Passage provided ::
^^^^^^^^

To be successful with content marketing in a competitive industry, you need to ensure you’re putting out the best content in that industry. In this episode, we discuss how you can break through the competition and become an industry leader.
● 1:20: Why it’s important to identify who is doing well in the industry by doing your own research and not believing what you see just by looking at competitors’ sites.
● 3:30: Why you shouldn’t consider your marketing competitors your actual business competitors: Look at those who are leading the industry itself.
● 7:20: Why skyscraping and 10X content work and why you should consider writing in-depth, updated pieces that are better than what currently exists.
● 9:15: Why voice and design are important: You can say the same thing as what’s out there but with a different attitude and an excellent design.
● 10:15: The 80/20 rule when it comes to creating content and promoting that content.
Hey Sujan,
Loved the bit on skyscraping and content creation.
I’ve seen some success with long content (think 10k+ words). But the struggle is creating such content at scale.
In your opinion, how much time/resources should a skyscraper content take to create?
The last piece of skyscraper content I made took over 30 hours. Nearly 15 hours of writing + research and 15-20 hours on design. While the design is now a template (meaning we can replicate it for future content), it still doesn’t feel scalable.
It usually takes me 75-100 hours. 50 of the hours are spent on outreach efforts
Wow. No wonder your stuff does so well. I’m likely not working hard enough at this stuff.

^^^^^^^^

Record excerpts ::
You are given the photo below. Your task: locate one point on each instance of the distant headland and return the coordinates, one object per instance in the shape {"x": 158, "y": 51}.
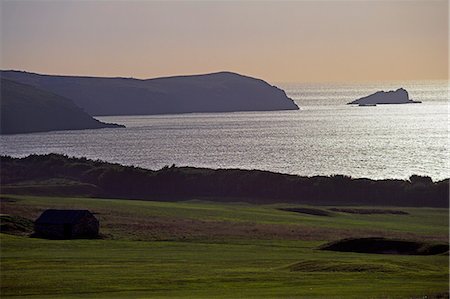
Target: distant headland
{"x": 27, "y": 109}
{"x": 215, "y": 92}
{"x": 399, "y": 96}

^^^^^^^^

Your assignment ::
Continue the text on content marketing in a competitive industry, picking up after its final comment.

Written answer ::
Thanks for sharing Sujan. I now have a benchmark to aim for.
Hey Sujan
Thanks for this excellent piece. One of our students from 2 years ago- in the fiercely competitive arena of medicine- came to us in despair- for help.
We preached exactly the same thing as you.
The lady produces a 2000 word post (herself) every fortnight, together with images and video on each new page, and in 2 years- has achieved top rank for her most competitive keywords in the profession.
What does she do differently?
Her content is written as if to inform another medical practitioner at expert level- and also paraphrased as a layperson would understand it.
She tells me: “Instead of querying price and reputation- new clients simply ask for the first available appointment”
Thanks for the post.
Pete
This is important to remember. I’m starting in a competitive niche and I’m taking care to make sure every bit of content has a lot of research and work done before it goes out. Mediocre content just doesn’t cut it.